__Set exercise 1__: In the RCU patch thread, which check would almost always fail in a long-running kernel loop that enables preemption only momentarily?
__Set exercise 2__: Please carry on the RCU patch thread after its last sentence.

Re: [RFC PATCH 48/86] rcu: handle quiescent states for PREEMPT_RCU=n
From: Ankur Arora
Date: Wed Dec 06 2023 - 20:33:57 EST
Paul E. McKenney <paulmck@xxxxxxxxxx> writes:
> On Tue, Nov 28, 2023 at 06:04:33PM +0100, Thomas Gleixner wrote:
>> Paul!
>>
>> On Mon, Nov 20 2023 at 16:38, Paul E. McKenney wrote:
>> > But...
>> >
>> > Suppose we have a long-running loop in the kernel that regularly
>> > enables preemption, but only momentarily. Then the added
>> > rcu_flavor_sched_clock_irq() check would almost always fail, making
>> > for extremely long grace periods. Or did I miss a change that causes
>> > preempt_enable() to help RCU out?

__Provided data__:
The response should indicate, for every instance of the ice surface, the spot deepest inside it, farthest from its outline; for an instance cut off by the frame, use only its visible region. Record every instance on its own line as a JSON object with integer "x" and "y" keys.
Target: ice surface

__Final answer 1__: The added rcu_flavor_sched_clock_irq() check.

__Final answer 2__:
>>
>> So first of all this is not any different from today and even with
>> RCU_PREEMPT=y a tight loop:
>>
>> do {
>> preempt_disable();
>> do_stuff();
>> preempt_enable();
>> }
>>
>> will not allow rcu_flavor_sched_clock_irq() to detect QS reliably. All
>> it can do is to force reschedule/preemption after some time, which in
>> turn ends up in a QS.
>
> True, but we don't run RCU_PREEMPT=y on the fleet. So although this
> argument should offer comfort to those who would like to switch from
> forced preemption to lazy preemption, it doesn't help for those of us
> running NONE/VOLUNTARY.
>
> I can of course compensate if need be by making RCU more aggressive with
> the resched_cpu() hammer, which includes an IPI. For non-nohz_full CPUs,
> it currently waits halfway to the stall-warning timeout.
>
>> The current NONE/VOLUNTARY models, which imply RCU_PRREMPT=n cannot do
>> that at all because the preempt_enable() is a NOOP and there is no
>> preemption point at return from interrupt to kernel.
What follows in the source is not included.